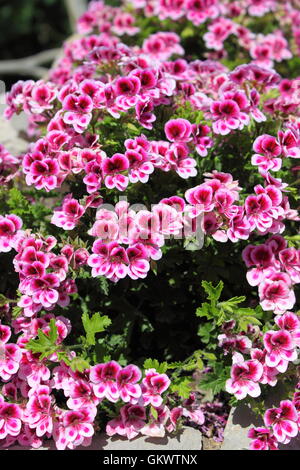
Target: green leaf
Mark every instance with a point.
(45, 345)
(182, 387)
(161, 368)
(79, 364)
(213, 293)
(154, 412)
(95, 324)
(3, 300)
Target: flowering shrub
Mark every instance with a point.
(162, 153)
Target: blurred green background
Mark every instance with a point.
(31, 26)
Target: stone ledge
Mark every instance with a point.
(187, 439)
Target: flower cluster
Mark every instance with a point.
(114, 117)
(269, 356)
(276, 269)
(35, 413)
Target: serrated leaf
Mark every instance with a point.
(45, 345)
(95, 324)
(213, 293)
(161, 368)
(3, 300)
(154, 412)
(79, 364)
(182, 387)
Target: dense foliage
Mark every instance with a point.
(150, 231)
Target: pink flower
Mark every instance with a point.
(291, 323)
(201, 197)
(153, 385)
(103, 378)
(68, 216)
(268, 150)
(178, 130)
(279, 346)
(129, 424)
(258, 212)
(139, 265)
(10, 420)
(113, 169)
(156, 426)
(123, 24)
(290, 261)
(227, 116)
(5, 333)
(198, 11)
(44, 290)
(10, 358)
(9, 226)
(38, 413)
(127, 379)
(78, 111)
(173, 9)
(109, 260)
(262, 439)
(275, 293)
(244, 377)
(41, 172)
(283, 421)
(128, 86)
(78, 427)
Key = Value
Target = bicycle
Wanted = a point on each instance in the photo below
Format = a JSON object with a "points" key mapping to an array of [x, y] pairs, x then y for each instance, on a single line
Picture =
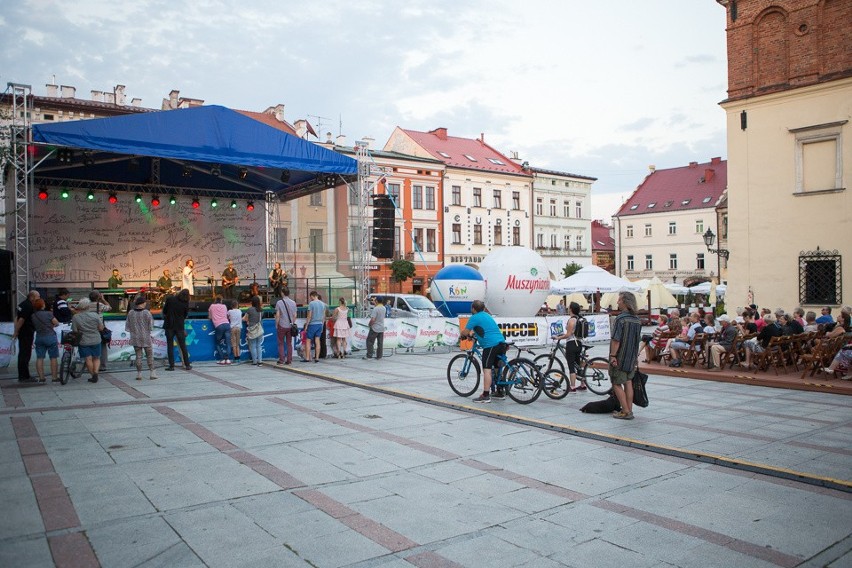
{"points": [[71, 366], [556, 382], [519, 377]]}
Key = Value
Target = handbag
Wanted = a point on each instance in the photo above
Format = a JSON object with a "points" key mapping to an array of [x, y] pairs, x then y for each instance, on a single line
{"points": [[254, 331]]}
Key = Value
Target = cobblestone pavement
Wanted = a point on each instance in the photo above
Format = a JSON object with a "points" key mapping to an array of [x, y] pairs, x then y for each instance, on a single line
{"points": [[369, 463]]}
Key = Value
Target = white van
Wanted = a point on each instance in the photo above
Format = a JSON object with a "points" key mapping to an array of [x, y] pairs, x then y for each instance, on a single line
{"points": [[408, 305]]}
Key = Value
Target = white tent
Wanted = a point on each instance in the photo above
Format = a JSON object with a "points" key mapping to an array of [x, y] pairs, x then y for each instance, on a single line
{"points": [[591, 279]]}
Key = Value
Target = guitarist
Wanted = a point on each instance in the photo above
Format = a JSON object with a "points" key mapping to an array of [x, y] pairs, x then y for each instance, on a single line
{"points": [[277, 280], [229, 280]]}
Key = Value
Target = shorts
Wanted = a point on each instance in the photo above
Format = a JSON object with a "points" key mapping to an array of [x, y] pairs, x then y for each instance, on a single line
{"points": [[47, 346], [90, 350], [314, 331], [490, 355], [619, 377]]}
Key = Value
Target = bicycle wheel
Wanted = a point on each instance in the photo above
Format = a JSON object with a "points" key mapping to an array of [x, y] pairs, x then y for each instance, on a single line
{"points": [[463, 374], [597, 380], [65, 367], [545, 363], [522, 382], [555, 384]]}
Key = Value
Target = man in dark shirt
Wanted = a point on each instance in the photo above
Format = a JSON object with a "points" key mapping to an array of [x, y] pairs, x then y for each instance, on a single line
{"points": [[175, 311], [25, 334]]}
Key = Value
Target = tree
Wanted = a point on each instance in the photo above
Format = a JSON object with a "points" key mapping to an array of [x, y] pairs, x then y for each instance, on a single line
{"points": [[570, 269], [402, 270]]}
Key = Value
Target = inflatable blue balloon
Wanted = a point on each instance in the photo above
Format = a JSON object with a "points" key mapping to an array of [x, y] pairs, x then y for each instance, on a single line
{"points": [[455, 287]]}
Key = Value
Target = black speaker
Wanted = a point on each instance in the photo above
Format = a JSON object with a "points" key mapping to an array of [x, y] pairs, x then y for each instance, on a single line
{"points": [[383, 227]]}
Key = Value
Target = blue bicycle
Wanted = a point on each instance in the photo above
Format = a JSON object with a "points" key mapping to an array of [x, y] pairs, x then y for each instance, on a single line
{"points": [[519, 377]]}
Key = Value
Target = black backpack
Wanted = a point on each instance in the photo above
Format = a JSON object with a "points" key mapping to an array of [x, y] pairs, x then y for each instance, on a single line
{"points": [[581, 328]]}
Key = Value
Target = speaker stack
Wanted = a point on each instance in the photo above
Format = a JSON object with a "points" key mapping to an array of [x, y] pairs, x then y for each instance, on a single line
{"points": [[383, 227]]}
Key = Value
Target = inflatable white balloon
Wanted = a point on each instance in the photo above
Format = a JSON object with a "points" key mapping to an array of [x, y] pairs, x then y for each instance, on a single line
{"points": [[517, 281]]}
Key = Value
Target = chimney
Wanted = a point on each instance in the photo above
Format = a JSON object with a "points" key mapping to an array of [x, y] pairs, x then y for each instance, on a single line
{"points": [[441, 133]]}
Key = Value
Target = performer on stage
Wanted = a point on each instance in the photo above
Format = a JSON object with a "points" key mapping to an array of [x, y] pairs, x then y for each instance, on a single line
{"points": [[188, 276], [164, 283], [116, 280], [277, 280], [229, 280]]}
══════════
### Directions
Print all of the records shown above exactly, leaving out each picture.

### Reply to the exercise
Target: green leaf
Mark every instance with a point.
(45, 345)
(182, 387)
(161, 368)
(79, 364)
(213, 293)
(154, 412)
(95, 324)
(3, 300)
Target: flowering shrub
Mark every instance with a point.
(162, 153)
Target: blurred green background
Mark every instance with a point.
(31, 26)
Target: stone ledge
Mark every instance with a point.
(187, 439)
Target: flower cluster
Mark every instance with a point.
(114, 117)
(269, 356)
(276, 269)
(35, 413)
Target: serrated leaf
Mark every instance with a point.
(45, 345)
(95, 324)
(213, 293)
(161, 368)
(3, 300)
(154, 412)
(79, 364)
(182, 387)
Target: dense foliage
Mark every instance with a point.
(150, 231)
Target: pink flower
Mark every instance with a point.
(291, 323)
(201, 197)
(153, 385)
(103, 378)
(68, 216)
(268, 150)
(178, 130)
(279, 346)
(129, 424)
(258, 212)
(139, 265)
(10, 420)
(113, 169)
(156, 426)
(123, 24)
(290, 261)
(227, 116)
(5, 333)
(198, 11)
(44, 290)
(10, 358)
(9, 226)
(38, 413)
(127, 379)
(78, 111)
(173, 9)
(109, 260)
(262, 439)
(275, 293)
(244, 377)
(41, 172)
(283, 421)
(128, 86)
(78, 427)
Key = Value
Target = bicycle
Wanted = a point on each instance in the photo below
Format = a JSON object with a "points" key mapping to an array of [x, y] pairs, x then y for each instance, on a single line
Picture =
{"points": [[71, 366], [556, 382], [519, 377]]}
Key = Value
Target = handbag
Wanted = a point on each instance in the photo above
Format = a JSON object with a "points" key mapping to an array of [x, y] pairs, x then y for each instance, on a single line
{"points": [[254, 331]]}
Key = Value
Target = cobblestone pavement
Wanted = a point on each instance in the photo above
Format = a JSON object with a "points" key mapping to an array of [x, y] pairs, x then y for each instance, on a single line
{"points": [[369, 463]]}
Key = Value
Target = white van
Wanted = a point on each instance in the photo above
Format = a JSON object with a "points" key mapping to an array of [x, y] pairs, x then y for each instance, on a single line
{"points": [[408, 305]]}
Key = Value
Target = white tent
Wanted = a point on each instance in the photo above
Format = a JSON object with a "points" key mapping to an array of [x, y] pairs, x then y for each instance, on a single line
{"points": [[591, 279]]}
Key = Value
Target = guitarist
Wanted = a point on each instance in the photo above
Format = a JSON object with a "points" key mapping to an array of [x, y] pairs, x then y for each instance, on a single line
{"points": [[277, 280], [229, 280]]}
Key = Value
Target = shorts
Wanted = a point on each instance in the photo above
Format = a JSON object with a "points" key mapping to an array of [x, y] pairs, x then y for each instance, on a single line
{"points": [[47, 346], [90, 350], [314, 331], [490, 355], [619, 377]]}
Key = Value
Target = bicycle wheel
Wanted = a point on each instance in the photo above
Format = a JSON object with a "points" key mapping to an array of [x, y] pairs, x then y for each instance, on a single line
{"points": [[463, 374], [597, 380], [65, 367], [545, 363], [522, 382], [555, 384]]}
Key = Value
Target = man in dark shirt
Wanted = a point on each instance in the photo above
Format = a JSON object with a "points" key mapping to an array of [x, y] pairs, x then y for each instance, on a single line
{"points": [[175, 311], [25, 334]]}
Key = Value
Target = tree
Wanted = a point on each instance in the photo above
Format = a JSON object with a "points" key mapping to an array of [x, y] pairs, x then y for each instance, on a single line
{"points": [[570, 269], [402, 270]]}
Key = Value
Target = inflatable blue balloon
Wanted = a point on each instance in the photo above
Format = a JSON object with a "points" key mapping to an array of [x, y] pairs, x then y for each instance, on a single line
{"points": [[455, 287]]}
Key = Value
Target = black speaker
Wanted = a point on each instance in the photo above
Format = a JSON object with a "points" key mapping to an array of [x, y] pairs, x then y for each instance, on a single line
{"points": [[383, 227]]}
Key = Value
Target = blue bicycle
Wanted = a point on each instance in the photo above
Format = a JSON object with a "points" key mapping to an array of [x, y] pairs, x then y for each instance, on a single line
{"points": [[519, 377]]}
Key = Value
Target = black backpack
Wanted = a point on each instance in the photo above
Format = a JSON object with a "points" key mapping to an array of [x, y] pairs, x then y for each instance, on a single line
{"points": [[581, 328]]}
Key = Value
Target = speaker stack
Wanted = a point on each instance in the photo above
Format = a JSON object with a "points" key mapping to an array of [x, y] pairs, x then y for each instance, on a single line
{"points": [[383, 227]]}
Key = Value
Target = inflatable white balloon
Wanted = a point on each instance in the photo above
Format = a JSON object with a "points" key mapping to an array of [x, y] pairs, x then y for each instance, on a single line
{"points": [[517, 281]]}
Key = Value
Target = chimney
Wanted = a point on each instance in the photo above
Format = a JSON object with a "points" key mapping to an array of [x, y] pairs, x then y for each instance, on a single line
{"points": [[441, 133]]}
Key = Value
Target = performer on stage
Wanted = a point on each instance in the photo above
Format = a JSON object with a "points" key mapping to an array of [x, y] pairs, x then y for each instance, on a single line
{"points": [[188, 276], [164, 283], [116, 280], [277, 280], [229, 280]]}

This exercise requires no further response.